━━━ Raw data ━━━

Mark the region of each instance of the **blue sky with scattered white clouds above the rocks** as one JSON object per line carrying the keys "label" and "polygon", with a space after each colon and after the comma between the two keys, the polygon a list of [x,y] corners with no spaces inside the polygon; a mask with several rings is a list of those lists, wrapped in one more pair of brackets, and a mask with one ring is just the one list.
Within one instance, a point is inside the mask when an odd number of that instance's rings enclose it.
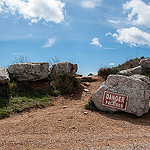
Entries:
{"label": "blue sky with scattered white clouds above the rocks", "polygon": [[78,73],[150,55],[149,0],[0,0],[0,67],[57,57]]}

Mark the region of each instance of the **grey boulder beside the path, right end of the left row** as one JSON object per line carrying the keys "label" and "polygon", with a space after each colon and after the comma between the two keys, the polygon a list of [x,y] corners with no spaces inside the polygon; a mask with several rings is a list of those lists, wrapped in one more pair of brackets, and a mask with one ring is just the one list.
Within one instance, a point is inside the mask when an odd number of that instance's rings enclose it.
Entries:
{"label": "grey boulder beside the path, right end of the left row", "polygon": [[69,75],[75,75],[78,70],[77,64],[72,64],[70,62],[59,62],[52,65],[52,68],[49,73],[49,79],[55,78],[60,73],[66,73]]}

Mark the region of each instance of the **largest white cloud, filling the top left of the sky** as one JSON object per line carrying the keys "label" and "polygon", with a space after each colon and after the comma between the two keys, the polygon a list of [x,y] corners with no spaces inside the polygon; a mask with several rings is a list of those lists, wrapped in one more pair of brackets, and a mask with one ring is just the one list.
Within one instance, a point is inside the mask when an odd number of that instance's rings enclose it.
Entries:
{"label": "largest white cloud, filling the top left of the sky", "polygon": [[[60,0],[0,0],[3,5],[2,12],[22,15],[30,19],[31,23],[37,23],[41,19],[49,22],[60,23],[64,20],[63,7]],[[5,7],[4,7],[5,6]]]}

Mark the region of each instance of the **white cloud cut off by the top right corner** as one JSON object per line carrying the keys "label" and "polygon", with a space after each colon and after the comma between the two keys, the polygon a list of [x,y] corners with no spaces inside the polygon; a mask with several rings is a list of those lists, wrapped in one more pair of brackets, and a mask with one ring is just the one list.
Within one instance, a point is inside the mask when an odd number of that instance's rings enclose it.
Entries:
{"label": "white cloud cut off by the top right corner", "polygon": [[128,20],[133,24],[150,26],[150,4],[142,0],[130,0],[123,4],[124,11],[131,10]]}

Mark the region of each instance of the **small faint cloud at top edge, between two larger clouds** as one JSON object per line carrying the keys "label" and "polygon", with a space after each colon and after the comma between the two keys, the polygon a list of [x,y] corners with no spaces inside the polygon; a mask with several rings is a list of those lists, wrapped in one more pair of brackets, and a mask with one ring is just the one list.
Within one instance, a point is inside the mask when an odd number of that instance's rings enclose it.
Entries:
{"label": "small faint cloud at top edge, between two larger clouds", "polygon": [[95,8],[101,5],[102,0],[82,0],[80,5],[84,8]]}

━━━
━━━ Raw data ━━━

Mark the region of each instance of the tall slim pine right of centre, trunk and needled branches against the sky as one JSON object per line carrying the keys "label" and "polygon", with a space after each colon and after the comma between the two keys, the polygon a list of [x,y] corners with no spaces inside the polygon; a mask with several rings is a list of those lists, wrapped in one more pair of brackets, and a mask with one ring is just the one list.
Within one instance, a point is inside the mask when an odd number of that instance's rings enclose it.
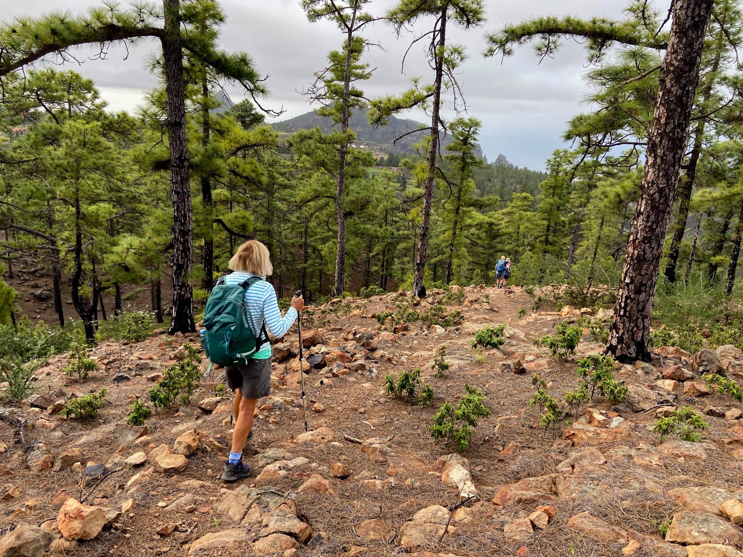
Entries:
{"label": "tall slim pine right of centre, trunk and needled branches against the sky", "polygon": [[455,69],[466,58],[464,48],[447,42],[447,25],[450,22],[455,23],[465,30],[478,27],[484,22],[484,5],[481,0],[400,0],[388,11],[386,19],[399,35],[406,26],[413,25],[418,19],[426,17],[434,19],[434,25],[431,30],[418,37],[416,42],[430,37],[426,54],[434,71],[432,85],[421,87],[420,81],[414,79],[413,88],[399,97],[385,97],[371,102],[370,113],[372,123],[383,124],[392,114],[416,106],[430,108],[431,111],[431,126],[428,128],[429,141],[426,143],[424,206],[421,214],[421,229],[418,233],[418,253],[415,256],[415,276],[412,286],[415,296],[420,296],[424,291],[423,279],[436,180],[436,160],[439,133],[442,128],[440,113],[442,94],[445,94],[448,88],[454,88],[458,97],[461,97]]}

━━━

Task description> Leaving all pictures out, output exactly the lines of the material above from the line with "Mark the region of each instance of the **blue" to the line with "Mark the region of each instance of the **largest", both included.

Expected answer>
Mark the region of each instance of the **blue sky with scattered white clouds above the rocks** as one JSON object per line carrying the keys "label" and "polygon", with a space after each colon and after the comma between the two keys, the polygon a list of [x,y] corners with no spaces inside the polygon; a mask with several rings is a list of those lists, wrapped in one more pair of brackets, and a mask with one ring is just the one list.
Within one instance, a point is inside the mask when an odd number of that instance's rings enclose it.
Entries:
{"label": "blue sky with scattered white clouds above the rocks", "polygon": [[78,73],[150,55],[149,0],[0,0],[0,67],[57,57]]}

Mark the region of each instance of the **grey boulder beside the path, right end of the left row** as one JSON object per line carrying the keys "label" and "polygon", with a space after each colon and after the comma between the two keys, the polygon a list of [x,y] corners with no spaces inside the polygon; a mask with several rings is a list of those lists, wrapped in one more pair of brackets, and a mask with one ring is just the one list.
Within one instance, a point is inside the mask when an odd number of that instance's rings enclose it.
Entries:
{"label": "grey boulder beside the path, right end of the left row", "polygon": [[69,75],[75,75],[78,70],[77,64],[72,64],[70,62],[59,62],[52,65],[52,68],[49,73],[49,79],[55,78],[60,73],[66,73]]}

Mark the region of each instance of the **largest white cloud, filling the top left of the sky** as one JSON object per line carrying the keys "label" and "polygon", with a space after each colon and after the comma between the two keys, the polygon a list of [x,y] corners with no spaces inside the polygon; a mask with several rings is a list of those lists, wrapped in one more pair of brackets, and a mask with one ring is just the one list.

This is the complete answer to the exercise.